● Exercise prompt
Write each entry again exactly as shown, but without the images it holds.

Segment Start: Given information

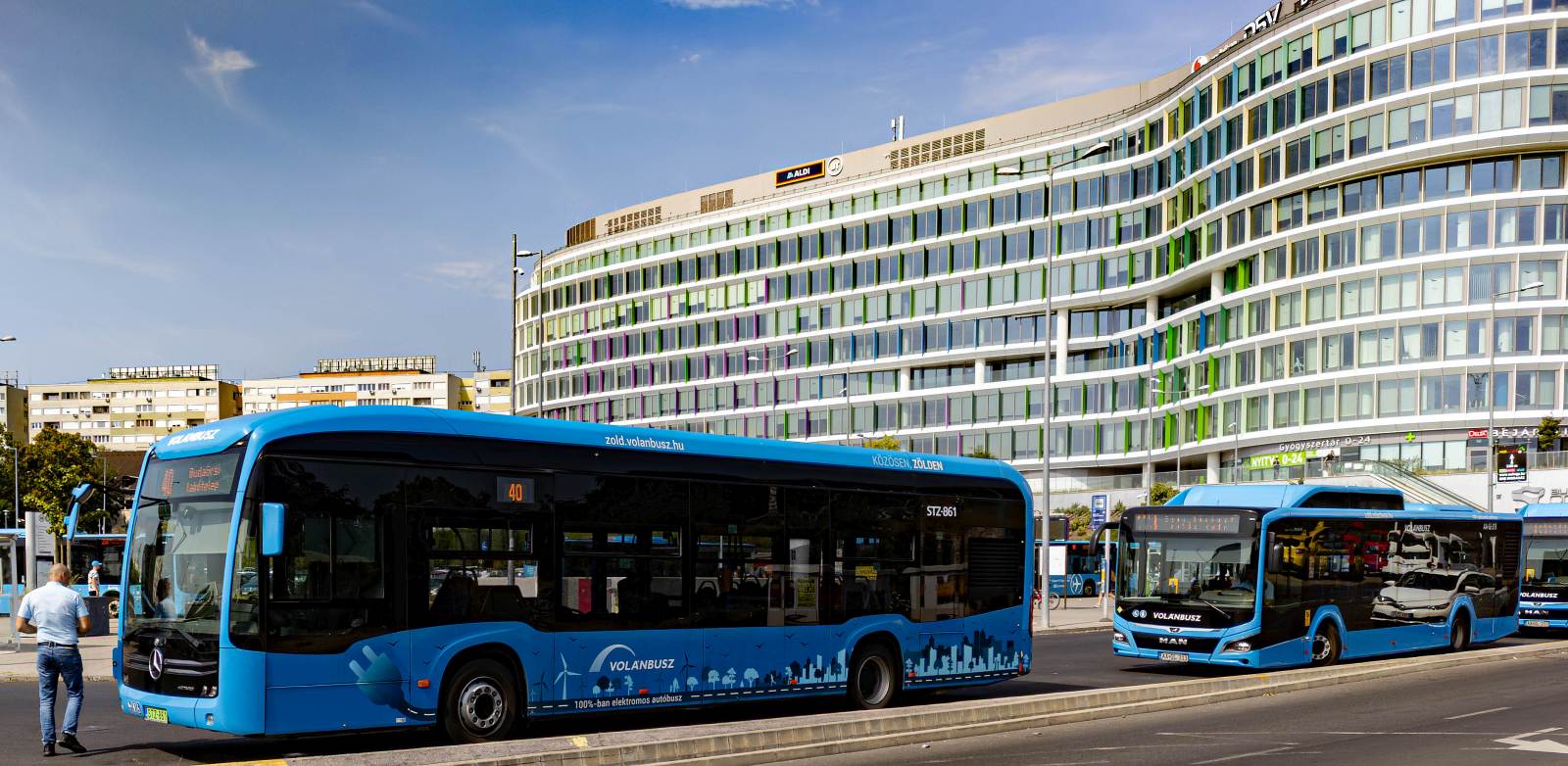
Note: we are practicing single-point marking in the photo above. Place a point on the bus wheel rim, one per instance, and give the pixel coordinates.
(482, 705)
(874, 680)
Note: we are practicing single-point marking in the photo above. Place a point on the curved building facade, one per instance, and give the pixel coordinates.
(1308, 243)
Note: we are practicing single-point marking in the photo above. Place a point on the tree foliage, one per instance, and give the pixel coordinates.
(883, 442)
(1160, 492)
(54, 462)
(1551, 429)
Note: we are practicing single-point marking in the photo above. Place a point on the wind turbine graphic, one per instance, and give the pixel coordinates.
(564, 676)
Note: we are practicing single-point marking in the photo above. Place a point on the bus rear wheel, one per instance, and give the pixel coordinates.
(874, 677)
(1325, 646)
(1458, 635)
(480, 702)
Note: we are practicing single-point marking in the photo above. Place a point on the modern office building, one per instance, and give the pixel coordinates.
(13, 406)
(132, 406)
(1290, 251)
(361, 381)
(488, 390)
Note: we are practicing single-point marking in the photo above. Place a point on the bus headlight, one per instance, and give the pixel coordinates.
(1238, 647)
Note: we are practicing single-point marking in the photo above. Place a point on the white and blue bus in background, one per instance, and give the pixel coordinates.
(1293, 575)
(85, 549)
(342, 569)
(1544, 594)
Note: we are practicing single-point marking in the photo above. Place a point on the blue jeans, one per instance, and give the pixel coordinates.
(63, 661)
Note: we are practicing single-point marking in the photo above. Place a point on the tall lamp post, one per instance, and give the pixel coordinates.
(1181, 421)
(1492, 390)
(773, 375)
(538, 358)
(1051, 230)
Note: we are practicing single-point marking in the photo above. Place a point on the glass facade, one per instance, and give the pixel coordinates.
(1305, 238)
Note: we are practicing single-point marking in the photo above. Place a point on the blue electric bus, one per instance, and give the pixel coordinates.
(1291, 575)
(1544, 594)
(85, 549)
(333, 569)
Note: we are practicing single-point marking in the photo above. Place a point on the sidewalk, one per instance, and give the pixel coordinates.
(96, 660)
(1076, 614)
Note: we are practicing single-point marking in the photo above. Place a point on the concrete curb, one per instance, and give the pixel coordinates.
(836, 734)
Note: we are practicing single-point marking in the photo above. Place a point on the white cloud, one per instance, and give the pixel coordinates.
(217, 68)
(488, 277)
(725, 5)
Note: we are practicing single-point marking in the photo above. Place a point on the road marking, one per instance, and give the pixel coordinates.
(1246, 755)
(1478, 713)
(1542, 746)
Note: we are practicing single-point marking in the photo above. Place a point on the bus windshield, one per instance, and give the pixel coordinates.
(177, 546)
(1546, 561)
(1207, 559)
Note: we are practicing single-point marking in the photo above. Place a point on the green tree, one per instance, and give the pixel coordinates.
(54, 462)
(883, 442)
(1160, 492)
(1551, 429)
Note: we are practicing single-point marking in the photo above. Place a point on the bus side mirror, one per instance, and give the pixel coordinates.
(271, 528)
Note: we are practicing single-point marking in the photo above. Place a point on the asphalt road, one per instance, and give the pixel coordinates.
(1062, 663)
(1499, 713)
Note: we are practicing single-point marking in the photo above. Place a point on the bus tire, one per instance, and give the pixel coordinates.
(480, 702)
(1460, 633)
(874, 677)
(1325, 645)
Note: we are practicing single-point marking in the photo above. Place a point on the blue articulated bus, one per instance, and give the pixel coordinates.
(1293, 575)
(1544, 594)
(341, 569)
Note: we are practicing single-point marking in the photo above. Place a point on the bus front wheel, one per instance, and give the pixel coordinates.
(1458, 635)
(1325, 646)
(874, 680)
(480, 702)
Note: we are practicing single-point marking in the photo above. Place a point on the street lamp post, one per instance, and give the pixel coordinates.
(538, 356)
(1492, 389)
(1051, 323)
(773, 375)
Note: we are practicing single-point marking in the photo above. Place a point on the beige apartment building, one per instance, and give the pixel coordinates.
(357, 383)
(488, 390)
(132, 406)
(13, 406)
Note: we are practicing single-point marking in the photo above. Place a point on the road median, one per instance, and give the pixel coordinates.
(833, 734)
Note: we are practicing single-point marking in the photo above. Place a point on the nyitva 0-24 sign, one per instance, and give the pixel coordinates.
(800, 172)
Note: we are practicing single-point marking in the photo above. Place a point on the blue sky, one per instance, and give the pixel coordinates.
(259, 185)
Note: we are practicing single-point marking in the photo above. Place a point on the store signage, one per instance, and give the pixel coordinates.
(802, 172)
(1512, 464)
(1325, 444)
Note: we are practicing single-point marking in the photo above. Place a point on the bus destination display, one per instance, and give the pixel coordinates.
(195, 476)
(1189, 523)
(514, 491)
(1546, 528)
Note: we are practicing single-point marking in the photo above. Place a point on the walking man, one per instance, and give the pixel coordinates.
(59, 616)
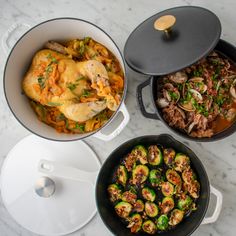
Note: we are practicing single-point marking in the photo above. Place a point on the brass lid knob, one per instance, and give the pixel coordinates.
(164, 23)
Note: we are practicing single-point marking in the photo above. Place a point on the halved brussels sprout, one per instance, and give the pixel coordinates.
(139, 206)
(169, 156)
(151, 209)
(167, 204)
(185, 203)
(140, 152)
(188, 175)
(148, 194)
(155, 177)
(176, 217)
(130, 161)
(173, 177)
(140, 174)
(123, 209)
(149, 227)
(154, 155)
(167, 189)
(129, 196)
(114, 192)
(135, 223)
(181, 162)
(122, 175)
(194, 188)
(162, 222)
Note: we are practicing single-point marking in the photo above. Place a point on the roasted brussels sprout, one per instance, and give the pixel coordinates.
(151, 209)
(140, 174)
(139, 206)
(193, 188)
(169, 156)
(173, 177)
(123, 209)
(140, 152)
(154, 155)
(135, 223)
(122, 175)
(181, 162)
(148, 194)
(129, 196)
(185, 203)
(167, 204)
(162, 222)
(149, 227)
(155, 177)
(130, 161)
(167, 189)
(176, 217)
(114, 192)
(188, 175)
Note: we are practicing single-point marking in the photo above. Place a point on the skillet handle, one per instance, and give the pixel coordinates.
(140, 100)
(121, 126)
(216, 213)
(11, 34)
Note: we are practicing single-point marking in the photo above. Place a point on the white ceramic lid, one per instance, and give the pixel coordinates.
(70, 207)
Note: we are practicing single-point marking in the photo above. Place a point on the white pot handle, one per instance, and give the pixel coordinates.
(57, 169)
(216, 213)
(8, 34)
(113, 134)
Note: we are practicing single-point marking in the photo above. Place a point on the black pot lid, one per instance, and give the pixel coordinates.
(164, 49)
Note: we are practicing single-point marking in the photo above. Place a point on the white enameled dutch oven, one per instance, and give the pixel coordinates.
(20, 58)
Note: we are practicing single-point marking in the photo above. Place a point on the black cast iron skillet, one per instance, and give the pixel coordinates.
(105, 208)
(224, 48)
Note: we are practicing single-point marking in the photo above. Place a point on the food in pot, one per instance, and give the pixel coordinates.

Segment End: Given information

● Reply to the exercise
Note: we are practicing single-point marking in the photo above. Place a point on the bus wheel rim, one per instance, and give the pixel coordinates.
(482, 705)
(874, 680)
Note: we are practicing single-point marking in the photo above. Place a point on the curved building facade, one per instance, and give the pixel coordinates.
(1308, 243)
Note: we are practicing single-point marking in the photo above. Place a point on the tree foliage, one per instance, and give the pixel coordinates.
(883, 442)
(1160, 492)
(54, 462)
(1551, 429)
Note: we are practicing single-point marking in the photo above. Place a point on the wind turbine graphic, one per instance, and give the pixel coordinates.
(564, 676)
Note: we are practicing single-point marking in the photo above. Place a point on the bus rear wheel, one per instance, and give the pixel coordinates.
(874, 677)
(1325, 646)
(1458, 635)
(480, 702)
Note: we are practicing single-point marking in the photo above. Place a point on the modern office building, one per instance, and give the pixel coordinates.
(13, 406)
(132, 406)
(1290, 251)
(361, 381)
(488, 390)
Note: we are practicing single-point marking in the photo above. Place a point on the bus headlight, one per instance, and give the pixel coordinates.
(1238, 647)
Note: we are practicing single-point marking in the photo above. Place a point on the white and blue bus in background, one per instance, and give the pixel coordinates.
(1293, 575)
(85, 549)
(342, 569)
(1544, 594)
Note: we are practicing single-point marking in the photo above. Place a point on the blue jeans, one per instance, and give the pixel coordinates.
(63, 661)
Note: we are practicing single-point marking in the photo above. Place a point on the tall lamp post, one per instance, and give the pixel coordinates.
(1181, 421)
(1492, 390)
(773, 375)
(538, 358)
(1051, 230)
Note: we are practicing single-point marking in the photo above. Place a point on the glass facade, one per instance, and give the pixel coordinates.
(1305, 238)
Note: we are practicing single-point marking in the photo above. Place a point on the blue electric bus, one per instance, and give the pixel coordinates.
(1291, 575)
(1544, 594)
(85, 549)
(333, 569)
Note: we are practicing single-point marking in the photo above. Place a point on the sidewalk, one per instance, and give the pixel coordinates.
(96, 660)
(1076, 614)
Note: we are practicing single-point marking in the photo above. Place a point on the concrete curb, one per instance, and give the pixel coordinates.
(836, 734)
Note: we are practicing single-point marking in the photo above. Place a point on the white cloud, one per instance, and give the pixel coordinates.
(217, 68)
(488, 277)
(725, 5)
Note: we are practicing single-point marking in the photo above. Place a point on the road marking, one per instance, and give the pixel coordinates.
(1246, 755)
(1478, 713)
(1542, 746)
Note: we are practicing single-point marking in the photo above. Place a point on the bus windshield, one per instance, and give the pixel coordinates.
(177, 546)
(1546, 561)
(1207, 559)
Note: we are practicing single-point marking in the photo above. Place a point on the green tree, one per instance, and give the pixel coordinates.
(54, 462)
(883, 442)
(1160, 492)
(1551, 429)
Note: we are practicing single-point marking in the photo above. Place a point on the bus side mirror, one per instance, and give the pixel coordinates.
(271, 528)
Note: we are practicing single-point marking in the photo above. Place a point on the asphalt road, one per instance, and give the pixel coordinates.
(1062, 663)
(1499, 713)
Note: we are practicing single-point marking in the photo above. Place a point on the bus tire, one per instance, and give the pixel coordinates.
(480, 702)
(1460, 633)
(874, 677)
(1325, 645)
Note: we are practicing single-point marking in the photo above. Place a point on the blue articulated bus, one per instance, and give the pixel coordinates.
(1293, 575)
(1544, 594)
(341, 569)
Note: we are practicing single-point marking in the photo above. Place a point on the bus front wheel, one per instance, and give the pixel coordinates.
(1458, 635)
(1325, 646)
(874, 680)
(480, 702)
Note: we are practicing single-point marking in the photo above. Place a point on the street lamp post, one per instance, and give the pixel coordinates.
(538, 356)
(1492, 389)
(1051, 323)
(773, 375)
Note: we are practicing single-point marking in the photo above. Place a point on the beige apartment building, one per instance, and give the pixel coordinates.
(357, 383)
(488, 390)
(132, 406)
(13, 406)
Note: we are practicing single-point marking in the photo above. Place a point on the road median, one per instance, and give the pixel coordinates.
(833, 734)
Note: we are practicing single-point marking in the photo above. Place a point on the nyitva 0-24 sign, one per instance, and give the pixel coordinates.
(800, 172)
Note: we are practicing single-point marking in the photo above. Place a point on the blue sky, one per instance, and give the pixel coordinates.
(259, 185)
Note: we are practicing single-point marking in the photo above. Place a point on the store signage, one per instance, and give the pixel coordinates.
(802, 172)
(1512, 464)
(1325, 444)
Note: we are practicing single-point marking in the photo above. Place a point on the bus destination display, one per instance, and give the pixel coordinates.
(195, 476)
(1189, 523)
(514, 491)
(1546, 528)
Note: we are practicing single-point marking in the photo above. Place a point on the walking man, one per instance, and give the pixel coordinates.
(59, 616)
Note: we are practicing single-point marking in the photo above. Place a point on the brass lid knob, one per instance, and give the pixel coordinates.
(164, 23)
Note: we are practicing single-point marking in the photo above. Place a point on the halved brussels sprout, one per instance, and give the pixel coordinates.
(139, 206)
(169, 156)
(151, 209)
(167, 204)
(185, 203)
(140, 152)
(188, 175)
(148, 194)
(155, 177)
(176, 217)
(130, 161)
(173, 177)
(140, 174)
(123, 209)
(149, 227)
(154, 155)
(167, 189)
(129, 196)
(114, 192)
(135, 223)
(181, 162)
(122, 175)
(194, 188)
(162, 222)
Note: we are practicing single-point marking in the photo above. Place a point on the roasted brussels sprout, one per instance, and give the pixel coordinates.
(151, 209)
(140, 174)
(139, 206)
(193, 188)
(169, 156)
(173, 177)
(123, 209)
(140, 152)
(154, 155)
(135, 223)
(122, 175)
(181, 162)
(148, 194)
(129, 196)
(185, 203)
(167, 204)
(162, 222)
(149, 227)
(155, 177)
(130, 161)
(167, 189)
(176, 217)
(114, 192)
(188, 175)
Note: we are practicing single-point marking in the photo above. Place a point on the skillet handle, one per instance, and give the pixel coordinates.
(140, 100)
(121, 126)
(216, 213)
(11, 34)
Note: we are practicing single-point marking in the photo above. Place a point on the white ceramic lid, one per instance, and give the pixel coordinates.
(70, 207)
Note: we are practicing single-point marking in the photo above. Place a point on the white pot handle, one per instance, and give the pixel coordinates.
(57, 169)
(216, 213)
(8, 34)
(113, 134)
Note: we are practicing single-point marking in the photo above. Place a point on the black pot lid, one per instance, and give the pixel coordinates.
(164, 49)
Note: we are practicing single-point marking in the photo above. Place a point on the white enameled dutch oven, one per instance, and give the pixel coordinates.
(20, 58)
Note: we are practicing single-point marking in the photo above. Place a point on the black cast iron skillet, one per instance, and give the pixel coordinates.
(105, 208)
(224, 48)
Note: we are practicing single-point marking in the photo above. Place a point on the food in pot, one per instance, and give the pixel coordinates.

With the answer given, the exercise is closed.